● Reading text
Eric Rescorla, CFA's Chief Technologist, wears a blue and white striped button down with a black undershirt.

Previous experience

Before joining CDC, Eric was the Chief Technology Officer for Firefox and Internet Platform at Mozilla. There, he was responsible for setting the overall technical strategy for the Firefox browser and Mozilla's participation in Internet standards and global policy. At Mozilla, Eric led the roadmap for Gecko, Mozilla's Web engine. He oversaw Mozilla's standards work at IETF and W3C. Eric researched and implemented new technologies, transferred them into the browser, and built technical partnerships with other organizations to advance Mozilla's mission.

Eric has contributed extensively to many of the core Internet security protocols, including TLS, DTLS, WebRTC, ACME, and QUIC. He was editor of the TLS 1.3 protocol, which secures the majority of Web traffic. In order to remove barriers to encryption on the web, Eric co-founded Let's Encrypt, a free and automated certificate authority. Today, Let's Encrypt issues more than a million certificates a day and has helped increase the fraction of Web traffic that is encrypted from around 30% to around 80% globally and 90+% in the US. Eric worked extensively on WebRTC, which allows anyone to videoconference directly from their browser and is used in services such as WebEx, Microsoft Teams, and Google Meet. Most recently, he worked on developing technologies for privacy preserving measurement and privacy preserving advertising.

[Annotation records]
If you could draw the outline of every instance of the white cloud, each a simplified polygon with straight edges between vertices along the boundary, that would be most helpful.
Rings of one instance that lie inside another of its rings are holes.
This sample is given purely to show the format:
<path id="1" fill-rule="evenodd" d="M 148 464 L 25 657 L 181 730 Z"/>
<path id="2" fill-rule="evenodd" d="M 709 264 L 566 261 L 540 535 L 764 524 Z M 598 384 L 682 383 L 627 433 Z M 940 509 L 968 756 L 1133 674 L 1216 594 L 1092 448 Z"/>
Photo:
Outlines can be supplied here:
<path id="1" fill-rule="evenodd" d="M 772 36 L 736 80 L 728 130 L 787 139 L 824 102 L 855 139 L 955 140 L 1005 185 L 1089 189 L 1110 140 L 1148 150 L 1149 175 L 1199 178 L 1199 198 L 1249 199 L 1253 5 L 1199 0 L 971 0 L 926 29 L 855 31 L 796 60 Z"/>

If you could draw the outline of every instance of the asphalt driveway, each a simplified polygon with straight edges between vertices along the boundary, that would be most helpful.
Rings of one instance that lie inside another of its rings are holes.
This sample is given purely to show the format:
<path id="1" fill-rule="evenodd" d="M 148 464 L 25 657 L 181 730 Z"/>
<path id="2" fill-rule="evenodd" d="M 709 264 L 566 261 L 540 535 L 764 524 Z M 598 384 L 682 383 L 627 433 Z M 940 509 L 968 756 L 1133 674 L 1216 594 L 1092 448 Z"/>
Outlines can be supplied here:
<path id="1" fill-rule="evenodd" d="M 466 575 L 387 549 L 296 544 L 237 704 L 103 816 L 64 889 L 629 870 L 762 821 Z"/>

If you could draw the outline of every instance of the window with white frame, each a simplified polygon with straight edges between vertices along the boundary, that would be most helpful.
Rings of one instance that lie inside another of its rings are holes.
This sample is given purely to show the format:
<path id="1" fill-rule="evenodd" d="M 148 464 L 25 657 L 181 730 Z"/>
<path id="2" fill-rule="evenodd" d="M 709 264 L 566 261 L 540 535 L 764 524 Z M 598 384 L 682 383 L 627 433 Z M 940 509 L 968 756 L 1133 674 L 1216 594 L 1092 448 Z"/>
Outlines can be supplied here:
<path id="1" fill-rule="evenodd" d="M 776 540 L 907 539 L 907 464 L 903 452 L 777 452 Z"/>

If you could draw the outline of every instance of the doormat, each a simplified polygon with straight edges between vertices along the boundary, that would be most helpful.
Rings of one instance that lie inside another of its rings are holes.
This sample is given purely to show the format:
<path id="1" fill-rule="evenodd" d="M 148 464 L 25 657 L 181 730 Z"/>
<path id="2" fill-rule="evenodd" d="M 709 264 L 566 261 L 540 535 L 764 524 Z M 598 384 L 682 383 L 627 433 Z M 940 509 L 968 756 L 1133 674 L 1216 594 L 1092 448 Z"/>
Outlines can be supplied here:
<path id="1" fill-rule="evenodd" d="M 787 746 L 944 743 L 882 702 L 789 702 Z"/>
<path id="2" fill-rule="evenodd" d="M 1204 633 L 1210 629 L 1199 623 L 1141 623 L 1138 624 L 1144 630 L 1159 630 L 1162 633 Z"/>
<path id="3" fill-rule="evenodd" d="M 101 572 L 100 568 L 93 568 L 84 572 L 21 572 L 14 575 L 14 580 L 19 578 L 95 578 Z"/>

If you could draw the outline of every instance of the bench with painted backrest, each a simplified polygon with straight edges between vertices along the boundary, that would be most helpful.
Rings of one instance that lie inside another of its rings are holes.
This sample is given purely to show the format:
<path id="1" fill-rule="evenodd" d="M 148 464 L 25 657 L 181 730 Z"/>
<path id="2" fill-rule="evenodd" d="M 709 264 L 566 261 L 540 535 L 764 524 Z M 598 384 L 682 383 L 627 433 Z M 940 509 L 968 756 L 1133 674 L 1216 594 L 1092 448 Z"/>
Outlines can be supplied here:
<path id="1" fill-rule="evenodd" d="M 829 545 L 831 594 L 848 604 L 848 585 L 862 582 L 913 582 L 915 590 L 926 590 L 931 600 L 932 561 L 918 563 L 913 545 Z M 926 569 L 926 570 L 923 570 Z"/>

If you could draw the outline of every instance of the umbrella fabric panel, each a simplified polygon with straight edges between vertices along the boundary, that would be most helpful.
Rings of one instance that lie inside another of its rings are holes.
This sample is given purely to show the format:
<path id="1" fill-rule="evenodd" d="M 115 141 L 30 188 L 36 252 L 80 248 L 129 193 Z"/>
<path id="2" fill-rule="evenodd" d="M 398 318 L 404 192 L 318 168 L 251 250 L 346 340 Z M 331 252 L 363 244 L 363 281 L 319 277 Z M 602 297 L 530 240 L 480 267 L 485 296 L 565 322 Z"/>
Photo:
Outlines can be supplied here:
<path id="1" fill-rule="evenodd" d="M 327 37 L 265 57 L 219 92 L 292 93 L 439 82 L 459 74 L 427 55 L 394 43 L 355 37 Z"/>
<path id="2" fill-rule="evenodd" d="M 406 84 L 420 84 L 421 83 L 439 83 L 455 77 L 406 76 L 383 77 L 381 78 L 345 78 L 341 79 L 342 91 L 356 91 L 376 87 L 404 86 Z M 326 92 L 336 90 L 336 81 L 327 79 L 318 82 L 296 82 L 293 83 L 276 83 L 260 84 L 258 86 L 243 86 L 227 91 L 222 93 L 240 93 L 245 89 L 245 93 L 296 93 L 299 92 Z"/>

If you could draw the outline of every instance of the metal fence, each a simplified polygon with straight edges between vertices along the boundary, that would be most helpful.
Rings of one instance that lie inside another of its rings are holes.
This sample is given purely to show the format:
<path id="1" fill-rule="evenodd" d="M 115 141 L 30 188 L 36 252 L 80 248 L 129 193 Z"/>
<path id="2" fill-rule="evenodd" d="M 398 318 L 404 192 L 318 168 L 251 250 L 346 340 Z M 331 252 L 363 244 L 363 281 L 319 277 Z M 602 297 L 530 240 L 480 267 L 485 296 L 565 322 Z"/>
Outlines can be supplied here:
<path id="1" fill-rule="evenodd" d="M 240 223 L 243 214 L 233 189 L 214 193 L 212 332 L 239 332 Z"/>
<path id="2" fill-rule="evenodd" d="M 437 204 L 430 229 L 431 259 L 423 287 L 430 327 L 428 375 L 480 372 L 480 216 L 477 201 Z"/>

● Exercise instructions
**1.** According to the biography of Eric Rescorla, which free and automated certificate authority did he co-found?
**2.** Print the biography of Eric Rescorla from "Eric Rescorla, CFA's" up to and including "advance Mozilla's mission.".
**3.** Write what comes after the final sentence of the biography of Eric Rescorla.
None of this material is needed here.

● Answers for the exercise
**1.** Let's Encrypt.

**2.**
Eric Rescorla, CFA's Chief Technologist, wears a blue and white striped button down with a black undershirt.

Previous experience

Before joining CDC, Eric was the Chief Technology Officer for Firefox and Internet Platform at Mozilla. There, he was responsible for setting the overall technical strategy for the Firefox browser and Mozilla's participation in Internet standards and global policy. At Mozilla, Eric led the roadmap for Gecko, Mozilla's Web engine. He oversaw Mozilla's standards work at IETF and W3C. Eric researched and implemented new technologies, transferred them into the browser, and built technical partnerships with other organizations to advance Mozilla's mission.

**3.**
Achievements

Eric has published extensively in networking and security, including work on large-scale Internet measurement using both browsers and advertising networks. He is a former member of the Internet Engineering Steering Group and the Internet Architecture Board. In 2019, he was awarded the Levchin Prize for Real World Cryptography for his work on TLS 1.3.

Education

Eric earned his Bachelor of Science in chemistry from Yale University.